Exercise goal: Where a picture appears, omit it; repeat everything else in the records exactly.

### Input material

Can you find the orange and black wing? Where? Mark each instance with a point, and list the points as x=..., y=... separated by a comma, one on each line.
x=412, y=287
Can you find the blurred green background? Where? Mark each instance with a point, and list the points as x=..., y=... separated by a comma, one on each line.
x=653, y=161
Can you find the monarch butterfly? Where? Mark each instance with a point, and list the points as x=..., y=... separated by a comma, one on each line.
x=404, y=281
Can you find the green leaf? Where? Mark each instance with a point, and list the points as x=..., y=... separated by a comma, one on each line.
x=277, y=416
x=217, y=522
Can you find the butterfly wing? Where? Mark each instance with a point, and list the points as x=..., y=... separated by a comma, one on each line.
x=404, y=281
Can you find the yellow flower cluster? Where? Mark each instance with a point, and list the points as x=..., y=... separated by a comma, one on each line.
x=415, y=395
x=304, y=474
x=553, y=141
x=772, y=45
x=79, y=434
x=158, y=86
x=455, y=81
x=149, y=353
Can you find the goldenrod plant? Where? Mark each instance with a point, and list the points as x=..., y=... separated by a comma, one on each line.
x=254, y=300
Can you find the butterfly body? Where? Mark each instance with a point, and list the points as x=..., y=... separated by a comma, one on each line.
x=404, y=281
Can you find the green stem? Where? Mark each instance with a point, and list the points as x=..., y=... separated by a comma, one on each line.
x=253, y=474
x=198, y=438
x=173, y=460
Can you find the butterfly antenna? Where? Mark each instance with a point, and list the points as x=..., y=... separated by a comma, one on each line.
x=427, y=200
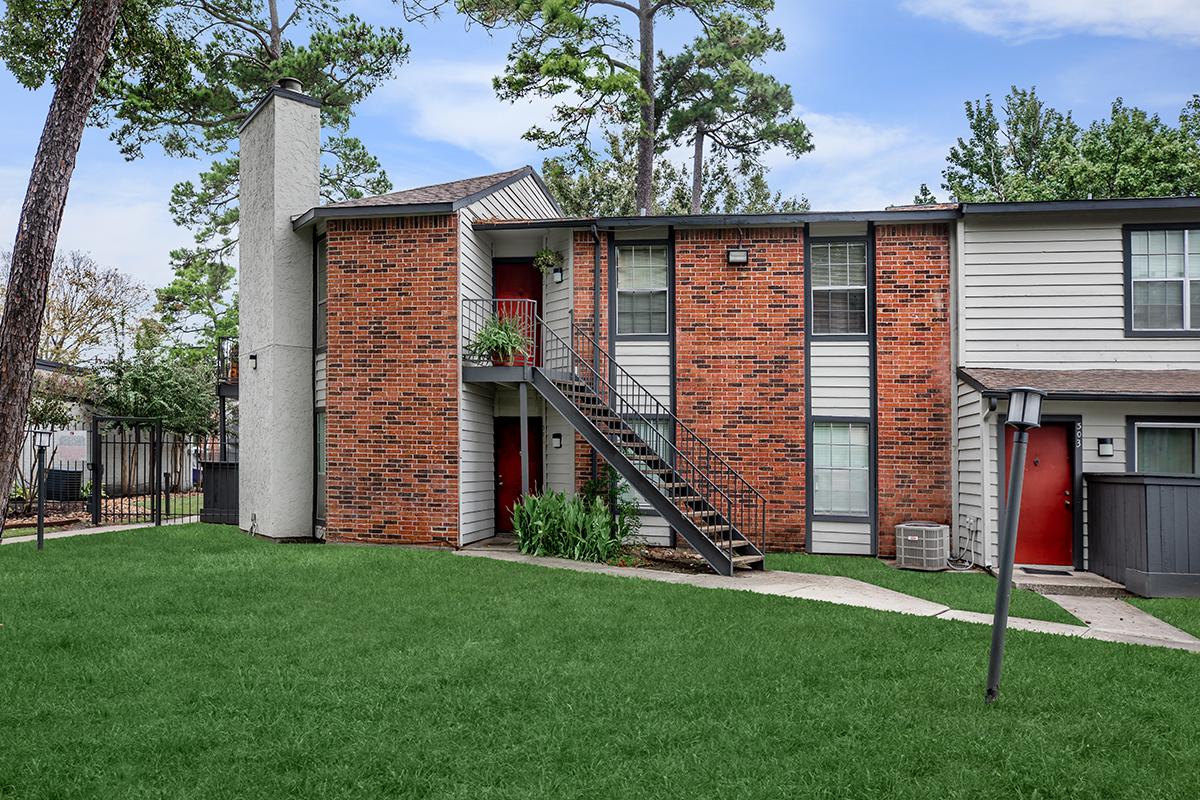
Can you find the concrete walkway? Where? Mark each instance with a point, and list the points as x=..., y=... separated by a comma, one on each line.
x=1103, y=621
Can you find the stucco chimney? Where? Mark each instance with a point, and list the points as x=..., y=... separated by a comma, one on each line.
x=280, y=156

######

Exercise result:
Can you find the orange and black wing? Where? Mark each instance with a point, and list the points as x=..., y=... separated by a comma, one on each line.
x=412, y=287
Can you find the blurred green background? Where? Mark each instance with a point, and list the points as x=..., y=... separated by a comma, one on each line.
x=653, y=161
Can you find the monarch butterfly? Where? Mark each instance with a point, and list the points as x=..., y=... separated by a comma, one on each line.
x=404, y=281
Can you find the green leaf? Where? Mark each instance with a point, and list the points as x=..., y=... separated by a comma, one on each line.
x=277, y=416
x=217, y=522
Can you find the butterfly wing? Where? Mark each instance with a point, and list the points as x=..., y=... separated by a comma, one on each line.
x=404, y=281
Can you find the yellow flower cluster? Where? Mark each instance with a point, and list the points as x=..., y=... separated by a comma, one on each line.
x=415, y=395
x=304, y=474
x=553, y=141
x=772, y=45
x=79, y=434
x=158, y=86
x=455, y=81
x=149, y=353
Can you find the goldenrod plant? Where? Mark each instance with a point, and list the points as x=..., y=... separated by a comma, one on each line.
x=254, y=300
Can you find the butterfly body? Where? Mark each instance with a point, and list the points as x=..., y=... separated by a comma, one on each line.
x=404, y=281
Can you find the green stem? Where? Mark each instance with a point, and list the points as x=..., y=... separated by a comma, one on each line.
x=253, y=474
x=198, y=438
x=173, y=460
Can you find the butterfly antenna? Where? Mark each instance with a point, and list the points as x=..., y=... separated by a comma, one on each line.
x=427, y=200
Can you find the concrete walkway? Where? Mark each instance with a point, and list the points as x=..., y=... separated by a comma, one on each line.
x=1103, y=621
Can you find the stucco chimney? Where? Mark each instance with a point, and list the points as x=..., y=... separated by a comma, one on each line.
x=280, y=156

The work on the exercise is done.